▸ Source
# # # # # # #
/minteressa_datascience

Repositori del projecte M'interessa del postgrau de DataScience

Primary LanguagePython

M'interessa scrapping

Disclaimer

This repository stores one component of broader project code-named "M'interessa" that is expected to evaluate the knowledge acquired in the postgraduate of Data Science at the Universitat de Barcelona.

This is an ongoing process (at least until version 1.0.0, which is expected to be the one to be presented as a final result).

The links to the repositories of the remaining components will be provided on further releases.

Objective of the project

The project is intended to use machine learning models, natural language processing and scrapping technologies (along with other big data technologies) to assist the user on choosing and receiving the most relevant tweets that are being distributed over the Twitter public streaming api, given a basic set of tweets provided by the user itself (whether from its timeline or from a twitter search) and from a progressive tweet selection.
# # # # # # #
▸ Material supplied
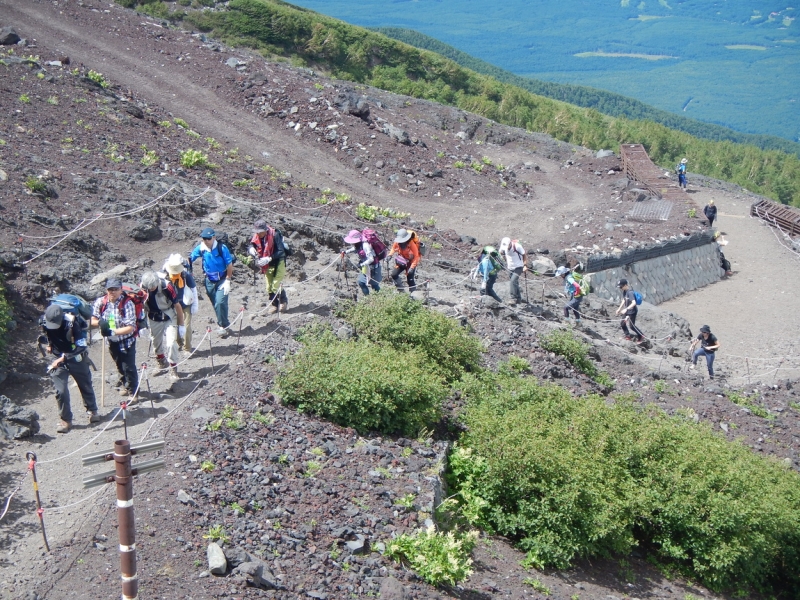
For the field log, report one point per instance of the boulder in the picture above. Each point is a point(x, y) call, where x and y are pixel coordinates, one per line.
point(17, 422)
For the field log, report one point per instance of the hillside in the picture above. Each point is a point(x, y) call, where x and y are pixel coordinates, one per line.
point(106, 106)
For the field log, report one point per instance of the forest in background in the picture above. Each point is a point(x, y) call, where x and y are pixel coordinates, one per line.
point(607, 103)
# # # # # # #
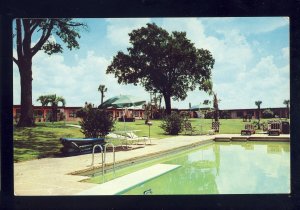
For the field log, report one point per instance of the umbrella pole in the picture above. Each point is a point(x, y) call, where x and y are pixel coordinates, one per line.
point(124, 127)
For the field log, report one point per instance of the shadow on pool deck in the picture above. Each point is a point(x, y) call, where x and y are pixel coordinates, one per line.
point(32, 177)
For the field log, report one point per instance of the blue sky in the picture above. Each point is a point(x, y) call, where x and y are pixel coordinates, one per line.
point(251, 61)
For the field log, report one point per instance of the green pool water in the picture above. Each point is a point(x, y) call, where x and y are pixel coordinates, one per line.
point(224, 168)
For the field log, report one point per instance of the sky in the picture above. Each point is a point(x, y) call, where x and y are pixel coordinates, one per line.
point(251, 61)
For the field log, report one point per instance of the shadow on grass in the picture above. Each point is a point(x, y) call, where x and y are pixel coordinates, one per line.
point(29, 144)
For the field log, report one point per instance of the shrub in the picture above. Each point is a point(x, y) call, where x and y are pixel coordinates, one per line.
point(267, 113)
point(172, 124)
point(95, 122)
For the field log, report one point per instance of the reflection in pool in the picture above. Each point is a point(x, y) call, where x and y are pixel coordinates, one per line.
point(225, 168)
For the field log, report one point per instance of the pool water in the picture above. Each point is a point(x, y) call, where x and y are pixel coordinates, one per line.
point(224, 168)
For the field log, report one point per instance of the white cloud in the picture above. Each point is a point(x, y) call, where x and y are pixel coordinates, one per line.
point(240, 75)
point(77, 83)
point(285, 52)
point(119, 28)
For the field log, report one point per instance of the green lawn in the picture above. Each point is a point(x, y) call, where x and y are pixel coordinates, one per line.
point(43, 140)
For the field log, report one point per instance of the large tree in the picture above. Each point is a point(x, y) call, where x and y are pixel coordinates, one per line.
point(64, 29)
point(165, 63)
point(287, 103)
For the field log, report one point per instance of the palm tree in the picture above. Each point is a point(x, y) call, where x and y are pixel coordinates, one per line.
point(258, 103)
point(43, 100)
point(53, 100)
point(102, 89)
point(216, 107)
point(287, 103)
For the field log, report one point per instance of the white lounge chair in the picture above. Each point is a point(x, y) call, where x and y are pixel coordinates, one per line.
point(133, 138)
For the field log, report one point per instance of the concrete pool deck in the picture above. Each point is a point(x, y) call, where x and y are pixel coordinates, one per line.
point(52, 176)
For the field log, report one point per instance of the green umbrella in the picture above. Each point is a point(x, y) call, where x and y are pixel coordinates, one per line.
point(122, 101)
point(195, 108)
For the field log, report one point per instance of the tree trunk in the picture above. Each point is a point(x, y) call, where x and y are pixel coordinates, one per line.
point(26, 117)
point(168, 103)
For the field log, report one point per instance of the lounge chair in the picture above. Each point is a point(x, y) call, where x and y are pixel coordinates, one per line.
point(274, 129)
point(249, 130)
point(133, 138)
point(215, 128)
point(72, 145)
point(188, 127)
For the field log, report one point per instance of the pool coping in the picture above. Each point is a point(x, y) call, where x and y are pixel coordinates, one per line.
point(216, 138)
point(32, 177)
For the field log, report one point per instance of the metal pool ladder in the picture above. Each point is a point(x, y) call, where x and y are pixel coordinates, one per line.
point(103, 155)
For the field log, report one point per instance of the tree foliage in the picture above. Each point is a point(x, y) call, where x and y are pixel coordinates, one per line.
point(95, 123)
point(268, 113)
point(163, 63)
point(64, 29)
# # # # # # #
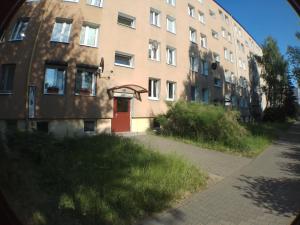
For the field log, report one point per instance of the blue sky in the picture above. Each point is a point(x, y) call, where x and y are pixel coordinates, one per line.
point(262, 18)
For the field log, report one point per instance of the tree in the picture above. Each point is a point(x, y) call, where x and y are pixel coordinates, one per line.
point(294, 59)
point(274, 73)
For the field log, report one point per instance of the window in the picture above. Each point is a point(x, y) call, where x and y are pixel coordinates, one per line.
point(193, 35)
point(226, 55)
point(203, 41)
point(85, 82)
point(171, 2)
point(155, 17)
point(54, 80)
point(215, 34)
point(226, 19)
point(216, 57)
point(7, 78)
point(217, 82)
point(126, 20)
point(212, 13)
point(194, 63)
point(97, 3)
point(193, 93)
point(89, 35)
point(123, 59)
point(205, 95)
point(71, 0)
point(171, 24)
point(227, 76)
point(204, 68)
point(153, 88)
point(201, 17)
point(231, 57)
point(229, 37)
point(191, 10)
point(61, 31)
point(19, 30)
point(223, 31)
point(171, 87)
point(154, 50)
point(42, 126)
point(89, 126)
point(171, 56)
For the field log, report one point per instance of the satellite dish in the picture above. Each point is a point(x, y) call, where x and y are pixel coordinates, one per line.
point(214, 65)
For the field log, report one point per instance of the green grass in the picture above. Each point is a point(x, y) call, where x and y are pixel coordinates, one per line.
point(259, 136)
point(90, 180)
# # # # # # #
▸ Request
Revise the M'interessa project description: give it again from "This is an ongoing" up to and including "progressive tweet selection.", with "machine learning models" changed to "deep learning models".

▸ Written solution
This is an ongoing process (at least until version 1.0.0, which is expected to be the one to be presented as a final result).

The links to the repositories of the remaining components will be provided on further releases.

Objective of the project

The project is intended to use deep learning models, natural language processing and scrapping technologies (along with other big data technologies) to assist the user on choosing and receiving the most relevant tweets that are being distributed over the Twitter public streaming api, given a basic set of tweets provided by the user itself (whether from its timeline or from a twitter search) and from a progressive tweet selection.